Some rows:
——

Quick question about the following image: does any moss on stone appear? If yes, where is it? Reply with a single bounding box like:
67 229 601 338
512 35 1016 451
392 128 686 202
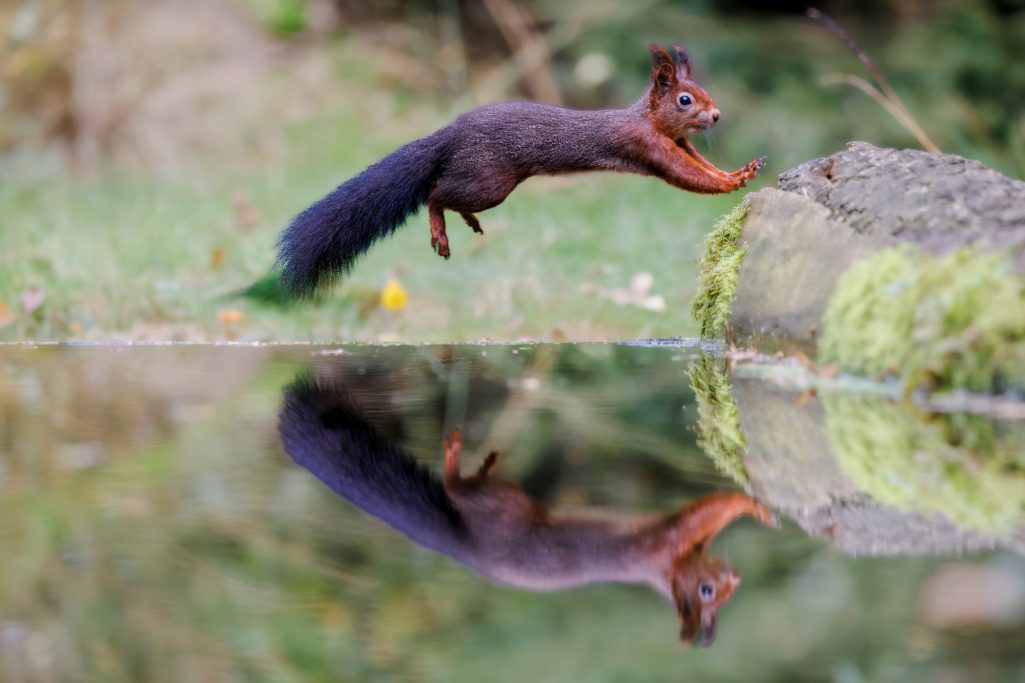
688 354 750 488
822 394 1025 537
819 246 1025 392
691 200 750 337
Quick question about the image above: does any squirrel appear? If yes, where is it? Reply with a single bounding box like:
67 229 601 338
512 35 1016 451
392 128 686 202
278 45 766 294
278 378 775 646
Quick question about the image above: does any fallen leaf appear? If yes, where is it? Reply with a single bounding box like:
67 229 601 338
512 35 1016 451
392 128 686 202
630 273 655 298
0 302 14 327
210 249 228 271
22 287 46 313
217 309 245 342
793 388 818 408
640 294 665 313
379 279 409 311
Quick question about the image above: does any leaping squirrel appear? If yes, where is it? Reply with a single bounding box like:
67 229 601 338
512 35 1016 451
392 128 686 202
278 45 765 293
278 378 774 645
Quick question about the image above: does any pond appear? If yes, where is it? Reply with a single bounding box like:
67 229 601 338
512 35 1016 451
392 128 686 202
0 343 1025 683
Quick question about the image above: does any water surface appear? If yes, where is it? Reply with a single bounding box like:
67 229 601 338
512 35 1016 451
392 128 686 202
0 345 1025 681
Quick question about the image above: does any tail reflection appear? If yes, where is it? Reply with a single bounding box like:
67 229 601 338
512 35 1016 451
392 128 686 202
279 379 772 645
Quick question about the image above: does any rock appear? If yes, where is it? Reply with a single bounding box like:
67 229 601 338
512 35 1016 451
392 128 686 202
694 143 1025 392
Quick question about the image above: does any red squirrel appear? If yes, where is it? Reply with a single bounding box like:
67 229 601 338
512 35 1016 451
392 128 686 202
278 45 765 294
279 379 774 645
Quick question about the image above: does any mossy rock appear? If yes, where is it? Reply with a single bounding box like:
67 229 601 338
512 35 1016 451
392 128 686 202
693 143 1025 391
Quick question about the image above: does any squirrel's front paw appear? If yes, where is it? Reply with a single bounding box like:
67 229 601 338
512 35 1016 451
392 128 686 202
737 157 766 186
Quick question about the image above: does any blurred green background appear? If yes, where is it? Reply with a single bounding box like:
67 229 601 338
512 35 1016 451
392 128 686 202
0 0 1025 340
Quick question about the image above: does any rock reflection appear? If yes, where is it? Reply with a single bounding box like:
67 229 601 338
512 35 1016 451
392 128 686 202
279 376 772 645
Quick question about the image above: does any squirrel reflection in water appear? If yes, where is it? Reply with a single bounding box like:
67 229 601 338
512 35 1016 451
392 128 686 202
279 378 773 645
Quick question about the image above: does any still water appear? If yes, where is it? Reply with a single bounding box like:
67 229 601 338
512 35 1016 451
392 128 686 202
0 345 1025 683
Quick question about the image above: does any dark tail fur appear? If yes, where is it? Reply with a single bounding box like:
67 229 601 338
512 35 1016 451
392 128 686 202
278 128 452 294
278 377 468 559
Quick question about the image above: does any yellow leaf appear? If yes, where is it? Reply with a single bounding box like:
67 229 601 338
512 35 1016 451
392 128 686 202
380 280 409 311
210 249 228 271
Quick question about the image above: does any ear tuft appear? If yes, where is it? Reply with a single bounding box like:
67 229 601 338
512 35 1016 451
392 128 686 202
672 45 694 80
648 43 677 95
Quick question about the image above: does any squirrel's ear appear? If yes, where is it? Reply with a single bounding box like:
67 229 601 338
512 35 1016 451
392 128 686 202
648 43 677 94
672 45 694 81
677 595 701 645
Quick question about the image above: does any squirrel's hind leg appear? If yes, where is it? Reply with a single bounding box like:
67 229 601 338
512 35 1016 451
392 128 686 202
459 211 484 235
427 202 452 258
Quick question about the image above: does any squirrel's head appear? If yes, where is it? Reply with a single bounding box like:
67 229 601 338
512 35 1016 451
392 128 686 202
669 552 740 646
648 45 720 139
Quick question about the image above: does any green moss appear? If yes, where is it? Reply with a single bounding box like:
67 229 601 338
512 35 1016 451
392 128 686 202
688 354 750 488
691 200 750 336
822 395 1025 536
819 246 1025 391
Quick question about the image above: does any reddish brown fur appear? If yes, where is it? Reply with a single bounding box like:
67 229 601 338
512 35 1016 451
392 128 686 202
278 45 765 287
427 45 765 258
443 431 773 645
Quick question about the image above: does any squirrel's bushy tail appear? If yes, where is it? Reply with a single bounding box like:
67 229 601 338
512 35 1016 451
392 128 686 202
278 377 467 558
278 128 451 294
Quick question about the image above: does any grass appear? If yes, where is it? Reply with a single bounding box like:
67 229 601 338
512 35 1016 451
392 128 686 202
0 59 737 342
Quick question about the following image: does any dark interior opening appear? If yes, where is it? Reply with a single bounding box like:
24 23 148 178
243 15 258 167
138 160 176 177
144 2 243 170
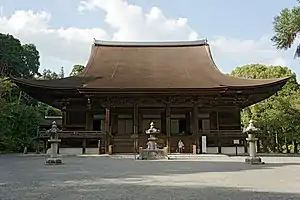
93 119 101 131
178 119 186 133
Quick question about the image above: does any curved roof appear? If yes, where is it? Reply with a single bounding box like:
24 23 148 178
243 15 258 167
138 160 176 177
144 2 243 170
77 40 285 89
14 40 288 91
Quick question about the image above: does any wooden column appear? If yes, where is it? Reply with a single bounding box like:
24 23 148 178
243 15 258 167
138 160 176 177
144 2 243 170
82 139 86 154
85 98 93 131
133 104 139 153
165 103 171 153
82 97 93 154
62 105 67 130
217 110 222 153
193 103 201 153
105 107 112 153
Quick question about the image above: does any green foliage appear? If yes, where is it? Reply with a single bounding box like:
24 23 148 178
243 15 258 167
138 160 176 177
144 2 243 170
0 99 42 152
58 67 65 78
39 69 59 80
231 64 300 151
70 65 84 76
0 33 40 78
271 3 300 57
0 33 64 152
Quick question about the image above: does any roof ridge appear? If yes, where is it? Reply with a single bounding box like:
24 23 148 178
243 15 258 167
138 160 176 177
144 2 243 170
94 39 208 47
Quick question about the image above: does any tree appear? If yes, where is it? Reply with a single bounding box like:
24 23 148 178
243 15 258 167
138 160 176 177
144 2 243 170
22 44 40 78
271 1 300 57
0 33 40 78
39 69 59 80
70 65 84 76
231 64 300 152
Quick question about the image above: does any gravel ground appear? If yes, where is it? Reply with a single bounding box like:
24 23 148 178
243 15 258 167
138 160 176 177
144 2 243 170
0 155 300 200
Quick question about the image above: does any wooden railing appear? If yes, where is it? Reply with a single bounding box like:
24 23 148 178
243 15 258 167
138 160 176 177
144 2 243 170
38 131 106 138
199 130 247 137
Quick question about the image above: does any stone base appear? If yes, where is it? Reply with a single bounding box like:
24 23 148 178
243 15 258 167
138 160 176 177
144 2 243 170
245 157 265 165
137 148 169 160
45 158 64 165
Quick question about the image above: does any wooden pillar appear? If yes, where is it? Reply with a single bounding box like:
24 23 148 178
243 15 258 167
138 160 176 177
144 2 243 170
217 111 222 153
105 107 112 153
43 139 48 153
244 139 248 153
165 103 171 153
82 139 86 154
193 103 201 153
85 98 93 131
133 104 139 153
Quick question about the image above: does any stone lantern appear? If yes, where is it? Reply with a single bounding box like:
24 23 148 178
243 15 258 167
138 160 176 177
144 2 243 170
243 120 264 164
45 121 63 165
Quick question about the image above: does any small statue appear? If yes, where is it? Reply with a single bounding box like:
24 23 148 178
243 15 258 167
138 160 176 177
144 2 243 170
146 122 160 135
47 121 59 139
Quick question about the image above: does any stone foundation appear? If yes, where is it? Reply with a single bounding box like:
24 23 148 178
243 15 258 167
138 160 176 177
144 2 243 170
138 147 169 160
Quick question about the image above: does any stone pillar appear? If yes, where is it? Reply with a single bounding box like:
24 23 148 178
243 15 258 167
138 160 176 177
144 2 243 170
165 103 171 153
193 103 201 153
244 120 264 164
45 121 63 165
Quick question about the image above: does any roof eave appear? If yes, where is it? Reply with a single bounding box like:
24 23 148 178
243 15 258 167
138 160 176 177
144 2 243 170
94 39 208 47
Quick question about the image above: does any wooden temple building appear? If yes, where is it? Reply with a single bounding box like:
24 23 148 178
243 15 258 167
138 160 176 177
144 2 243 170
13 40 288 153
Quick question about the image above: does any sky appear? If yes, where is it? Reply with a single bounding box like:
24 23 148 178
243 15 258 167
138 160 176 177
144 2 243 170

——

Repeat the lines starting with the line that contains "Quick question about the image above: does any wooden railing" and going on through the line that contains "199 130 247 137", including both of those lines.

Quick question about the image above: does any wooden railing appear? If yes, where is it? Reply with a single bounding box like:
24 23 148 178
243 15 258 167
138 160 176 177
144 2 243 170
38 131 106 138
199 130 247 137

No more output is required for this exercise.